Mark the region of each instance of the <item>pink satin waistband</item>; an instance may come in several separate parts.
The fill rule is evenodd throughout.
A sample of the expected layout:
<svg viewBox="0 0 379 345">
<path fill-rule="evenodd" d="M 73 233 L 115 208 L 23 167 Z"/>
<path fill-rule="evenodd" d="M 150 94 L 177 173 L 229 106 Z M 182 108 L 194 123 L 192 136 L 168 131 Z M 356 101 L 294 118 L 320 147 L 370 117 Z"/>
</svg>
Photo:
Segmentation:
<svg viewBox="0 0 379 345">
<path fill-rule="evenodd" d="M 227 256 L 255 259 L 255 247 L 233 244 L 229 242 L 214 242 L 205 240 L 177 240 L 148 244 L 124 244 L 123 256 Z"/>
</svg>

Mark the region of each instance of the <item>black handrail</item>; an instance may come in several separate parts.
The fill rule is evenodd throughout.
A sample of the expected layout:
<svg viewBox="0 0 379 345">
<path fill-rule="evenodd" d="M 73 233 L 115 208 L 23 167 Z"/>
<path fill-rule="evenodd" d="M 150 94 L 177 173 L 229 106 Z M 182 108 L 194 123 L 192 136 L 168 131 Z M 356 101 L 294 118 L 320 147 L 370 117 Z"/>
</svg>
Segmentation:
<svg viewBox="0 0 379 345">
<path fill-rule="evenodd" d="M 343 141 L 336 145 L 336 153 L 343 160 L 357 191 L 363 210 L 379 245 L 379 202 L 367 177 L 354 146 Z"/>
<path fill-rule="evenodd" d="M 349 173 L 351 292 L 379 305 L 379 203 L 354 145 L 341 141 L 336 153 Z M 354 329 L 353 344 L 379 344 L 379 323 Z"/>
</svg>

What is being asked →
Reproduce every line of the records above word for word, without any changes.

Output for this task →
Mark the region of each instance of the <item>pink satin waistband</item>; an instance may come in several separate parts.
The fill rule is evenodd throughout.
A sample of the expected layout:
<svg viewBox="0 0 379 345">
<path fill-rule="evenodd" d="M 73 233 L 115 208 L 23 167 Z"/>
<path fill-rule="evenodd" d="M 150 94 L 177 173 L 229 106 Z M 182 108 L 194 123 L 192 136 L 168 131 Z M 356 101 L 294 118 L 320 147 L 370 117 Z"/>
</svg>
Photo:
Segmentation:
<svg viewBox="0 0 379 345">
<path fill-rule="evenodd" d="M 227 256 L 255 259 L 255 247 L 233 244 L 229 242 L 214 242 L 205 240 L 177 240 L 148 244 L 124 244 L 123 256 Z"/>
</svg>

Mark the region of each instance of the <item>black handrail</item>; an instance may come in several separate parts.
The fill rule is evenodd throughout.
A sample of the expected layout:
<svg viewBox="0 0 379 345">
<path fill-rule="evenodd" d="M 73 233 L 115 208 L 23 167 Z"/>
<path fill-rule="evenodd" d="M 150 94 L 177 173 L 229 106 Z M 182 108 L 194 123 L 192 136 L 168 131 Z M 356 101 L 294 118 L 320 147 L 370 117 Z"/>
</svg>
Segmentation:
<svg viewBox="0 0 379 345">
<path fill-rule="evenodd" d="M 343 141 L 336 145 L 336 153 L 343 160 L 357 191 L 363 210 L 379 245 L 379 202 L 367 177 L 354 146 Z"/>
<path fill-rule="evenodd" d="M 349 173 L 351 292 L 379 305 L 379 203 L 354 145 L 341 141 L 336 153 Z M 354 329 L 353 344 L 379 344 L 379 323 Z"/>
</svg>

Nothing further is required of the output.